[Natural-language object grounding data]
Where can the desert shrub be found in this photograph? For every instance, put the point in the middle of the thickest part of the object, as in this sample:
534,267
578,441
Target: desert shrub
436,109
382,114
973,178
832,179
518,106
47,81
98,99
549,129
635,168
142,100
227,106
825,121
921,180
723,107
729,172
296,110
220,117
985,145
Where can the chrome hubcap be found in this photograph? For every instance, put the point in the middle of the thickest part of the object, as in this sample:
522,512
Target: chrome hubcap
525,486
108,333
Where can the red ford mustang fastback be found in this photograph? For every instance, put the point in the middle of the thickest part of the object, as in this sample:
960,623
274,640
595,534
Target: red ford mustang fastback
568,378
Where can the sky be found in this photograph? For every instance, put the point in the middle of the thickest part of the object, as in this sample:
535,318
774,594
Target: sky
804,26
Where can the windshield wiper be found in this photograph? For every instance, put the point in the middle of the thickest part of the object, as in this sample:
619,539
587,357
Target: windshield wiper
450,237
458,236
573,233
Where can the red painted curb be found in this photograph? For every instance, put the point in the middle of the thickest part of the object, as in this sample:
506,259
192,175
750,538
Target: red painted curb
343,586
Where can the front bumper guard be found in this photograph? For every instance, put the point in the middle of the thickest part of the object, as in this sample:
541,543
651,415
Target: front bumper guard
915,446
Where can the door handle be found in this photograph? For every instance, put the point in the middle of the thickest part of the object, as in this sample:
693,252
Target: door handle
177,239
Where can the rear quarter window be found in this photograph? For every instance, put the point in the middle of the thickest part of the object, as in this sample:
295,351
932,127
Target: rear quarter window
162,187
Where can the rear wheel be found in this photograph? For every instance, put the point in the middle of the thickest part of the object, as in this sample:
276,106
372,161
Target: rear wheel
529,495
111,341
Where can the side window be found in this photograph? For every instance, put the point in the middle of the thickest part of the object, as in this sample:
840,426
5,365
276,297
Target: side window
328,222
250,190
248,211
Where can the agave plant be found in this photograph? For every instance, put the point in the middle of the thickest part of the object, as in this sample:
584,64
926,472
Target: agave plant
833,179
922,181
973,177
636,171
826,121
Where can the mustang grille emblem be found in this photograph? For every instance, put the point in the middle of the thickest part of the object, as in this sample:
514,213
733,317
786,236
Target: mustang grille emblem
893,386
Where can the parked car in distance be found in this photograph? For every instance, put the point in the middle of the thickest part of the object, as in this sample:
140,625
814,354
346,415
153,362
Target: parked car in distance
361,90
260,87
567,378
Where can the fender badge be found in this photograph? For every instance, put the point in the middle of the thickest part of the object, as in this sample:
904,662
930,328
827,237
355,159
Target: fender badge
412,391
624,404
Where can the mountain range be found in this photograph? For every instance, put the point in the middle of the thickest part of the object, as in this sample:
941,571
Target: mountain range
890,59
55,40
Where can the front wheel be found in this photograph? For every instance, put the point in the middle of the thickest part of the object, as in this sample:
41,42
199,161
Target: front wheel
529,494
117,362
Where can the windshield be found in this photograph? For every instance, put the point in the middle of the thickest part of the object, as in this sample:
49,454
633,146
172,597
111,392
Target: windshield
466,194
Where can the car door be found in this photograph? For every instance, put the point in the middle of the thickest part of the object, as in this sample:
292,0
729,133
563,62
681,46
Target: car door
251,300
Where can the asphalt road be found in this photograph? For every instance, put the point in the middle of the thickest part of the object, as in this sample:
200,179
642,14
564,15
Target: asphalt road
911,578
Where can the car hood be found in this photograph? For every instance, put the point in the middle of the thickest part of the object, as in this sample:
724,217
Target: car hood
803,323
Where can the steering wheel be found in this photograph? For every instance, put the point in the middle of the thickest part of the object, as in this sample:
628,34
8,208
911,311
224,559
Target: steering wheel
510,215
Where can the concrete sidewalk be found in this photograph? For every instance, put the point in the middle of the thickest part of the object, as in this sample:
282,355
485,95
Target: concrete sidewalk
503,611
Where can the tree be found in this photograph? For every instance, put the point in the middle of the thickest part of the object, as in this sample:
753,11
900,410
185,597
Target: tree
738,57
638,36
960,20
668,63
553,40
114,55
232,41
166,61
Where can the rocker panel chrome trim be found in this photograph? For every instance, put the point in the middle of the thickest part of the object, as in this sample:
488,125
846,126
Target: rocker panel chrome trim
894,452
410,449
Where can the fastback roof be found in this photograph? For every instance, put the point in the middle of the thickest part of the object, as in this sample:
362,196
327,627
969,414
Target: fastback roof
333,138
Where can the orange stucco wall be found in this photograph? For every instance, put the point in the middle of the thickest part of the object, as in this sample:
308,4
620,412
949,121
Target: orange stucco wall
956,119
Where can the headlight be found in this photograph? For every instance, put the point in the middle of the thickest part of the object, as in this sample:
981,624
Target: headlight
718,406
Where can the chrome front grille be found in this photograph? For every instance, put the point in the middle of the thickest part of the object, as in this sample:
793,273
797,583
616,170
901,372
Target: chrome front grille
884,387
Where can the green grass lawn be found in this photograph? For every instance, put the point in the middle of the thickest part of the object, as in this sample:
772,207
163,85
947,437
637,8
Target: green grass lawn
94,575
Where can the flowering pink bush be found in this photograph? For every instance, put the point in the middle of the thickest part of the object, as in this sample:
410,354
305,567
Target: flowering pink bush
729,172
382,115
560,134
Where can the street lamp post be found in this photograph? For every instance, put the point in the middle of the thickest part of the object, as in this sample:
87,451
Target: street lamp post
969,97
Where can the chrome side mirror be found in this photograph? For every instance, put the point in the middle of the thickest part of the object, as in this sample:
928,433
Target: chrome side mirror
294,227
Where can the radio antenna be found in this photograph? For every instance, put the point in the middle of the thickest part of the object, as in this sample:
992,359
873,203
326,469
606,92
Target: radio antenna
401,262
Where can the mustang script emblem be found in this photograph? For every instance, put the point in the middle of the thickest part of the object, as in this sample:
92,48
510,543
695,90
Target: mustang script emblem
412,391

--- Exercise goal ---
Nothing but an exact repetition of the entries is expected here.

--- Exercise response ---
Where can the desert shrub be found in this photograph? For every instance, put the point in the middle of the thickest part of the object, as in this sample:
534,267
578,441
Target: desert shrub
436,109
382,114
973,178
832,179
518,106
47,81
98,99
549,129
635,168
142,100
227,106
825,121
921,180
723,107
729,172
296,110
220,117
985,145
Where can the chrome hubcap be found in this photograph? For every instance, put the point in the middle of the thickest part of the object, as in this sample:
522,512
Target: chrome hubcap
525,486
108,333
Where can the red ford mustang fastback be found in this photograph? For every instance, put the point in the middle of the thickest part of the object, as in this sample:
960,623
274,640
595,534
Target: red ford mustang fastback
568,378
Where can the sky be found in this photograph? For every instance, put the point in the middle of the thickest part of the object, as in this sample:
535,318
774,594
Target: sky
804,26
Where can the windshield wiper be found in this photograph? For every instance, put the point in the middle of the thickest part of the object, as in this sample:
619,539
587,357
Target: windshield wiper
450,237
458,236
573,233
Where can the red painted curb be found in this photograph? For every instance, put the point in the middle of the thickest part of the object, as in this sample:
506,259
192,175
750,538
Target: red painted curb
343,586
Where can the front bumper guard be found in this photograph? For every instance, put the point in the middle of the thickest part of the object, as in this sample:
541,543
651,415
Target: front bumper guard
915,446
Where can the door handle be found in this photograph? For every instance, put the point in the middle of the thickest part of the object, as in this sample:
693,252
Target: door handle
177,239
Where can the rear quarter window be found in this photograph? For every instance, put the point in the middle of the thickest part of the object, as in this sample:
295,351
932,127
Target: rear quarter window
162,187
Where can the rear wheel be found in this photograph? For every instance, put the point in the middle of the thickest part of the object, as in this sample:
276,106
372,161
Target: rear wheel
529,495
111,341
Where can the side window be found in this photograph? For every instance, put the point in the middle of the thickest part of the object, as in this sample:
840,426
5,365
276,297
Target: side window
328,222
250,190
248,211
Where can the agave plant be found in this photograph? For every instance, put the point in the middle of the thickest part of the object, as in this sample:
584,64
926,472
Target: agave plant
833,179
922,181
973,177
636,171
826,121
Where can the mustang grille emblem be found in this photograph? For every instance, put the point in the middle of the thickest part of the object, as in this sample:
514,213
733,317
786,236
Target: mustang grille emblem
893,386
Where can the parked car in distance be found in this photograph? For every instance, put the point in the middle of the thickest part of the object, as in this sample:
140,625
814,354
346,415
153,362
Target: parked car in distance
361,90
260,87
567,378
Where can the fender badge be found in this photograph? For every instance, put the point in the middle of the thickest part of the object, as in this sample:
904,662
930,328
827,237
355,159
Target: fender badge
412,391
624,404
Where can the mountain range be found in this photograph? For every instance, put the point in the middle of the thickest part of the object, as in this sample:
941,571
Target: mountain range
890,59
55,40
Where can the front wheel be found in this photograph? For every instance, put the point in the middle of the thickest part of the object, as in this sample:
41,42
199,161
Target: front wheel
529,494
117,362
Where can the windshield be found in this photograph? For every instance, put the point in the middle of the thickest part of the object, as in this sample:
49,454
633,146
172,597
111,392
Target: windshield
466,194
Where can the car door be found in this photograph? For every instance, put the point in the middle of the thickest part of the object, as in this sample:
292,0
729,133
563,62
681,46
Target: car door
251,300
Where can the asphalt road be found in this photograph? For every instance, put the point in the middle of the thickest part of the object, as in this sample:
200,179
642,14
564,15
Target: asphalt road
911,578
Where can the car hood be found in this photograph? For every instance, put the point in the middle of the thickest part of the object, as in this sample:
724,217
Target: car hood
803,323
Where can the steering wheel be found in this photograph? For every instance, put the point in the middle of the thickest part of the object, as in this sample:
628,34
8,208
911,311
224,559
Target: steering wheel
510,215
Where can the concrete sidewalk be found in this photograph? For every instance, put the point in the middle of the thickest part of the object, as in this sample:
282,355
485,95
Target: concrete sidewalk
503,611
Where can the tree be found in this photograph? For every instance, put the point in the middle of the thickest part of the object, as in this sample:
753,11
900,410
185,597
Target: tree
738,57
638,36
960,20
668,63
553,40
114,55
232,41
166,61
Where can the rocker panel chrome trim be found in this photograph? For every instance, put the point in the middle of the thickest part of the object, as in this sample:
488,125
846,126
Target: rocker panel chrome trim
894,452
410,449
Where can the fastback roof be found in this photograph? For every instance, put the point in the middle of the thickest part of the object, as in this sample:
362,196
327,627
969,414
Target: fastback roof
333,138
Where can the orange stucco wall be found in this photograph? For every instance, put the point in the middle of the thickest part of the object, as in this sample:
308,4
620,412
949,121
Target: orange stucco wall
956,119
Where can the headlight be found in this photograph? For every instance, put the point in the middle of the thickest part of the object, as in this sample:
981,624
Target: headlight
718,406
Where can the chrome front grille be found in this photograph? For every instance, put the point in the middle of the thickest part of the object, as in this sample:
793,273
797,583
616,170
901,372
Target: chrome front grille
884,387
Where can the green grass lawn be found in this photograph? For every instance, put the point in the middle of the thickest part of the object, as in this sample:
772,207
163,85
947,437
637,8
Target: green grass lawn
94,575
Where can the flowering pink bush be found in this photograph? For every instance, put the point in the middle of the thickest part of the object, as in this sample:
410,354
305,567
Target: flowering pink bush
729,172
382,115
560,134
Where can the street lamp post be found in this photograph? For every instance, put the point in the middle of the thickest part of the object, as in this sample:
87,451
Target: street lamp post
969,97
Where can the chrome side mirror be found in this photograph? For every instance, put the point in the middle of the thickest part of the object, as in this sample:
928,433
Target: chrome side mirror
294,227
Where can the radio antenna be found in this photograph? For every instance, put the point in the middle of the thickest part of the object, as in this sample:
992,359
873,203
326,469
606,92
Target: radio antenna
401,262
Where can the mustang script emblem be found in this photograph? For every instance, put the point in the middle of the thickest part of the object, as in this sample:
92,48
510,543
695,90
Target: mustang script emblem
412,391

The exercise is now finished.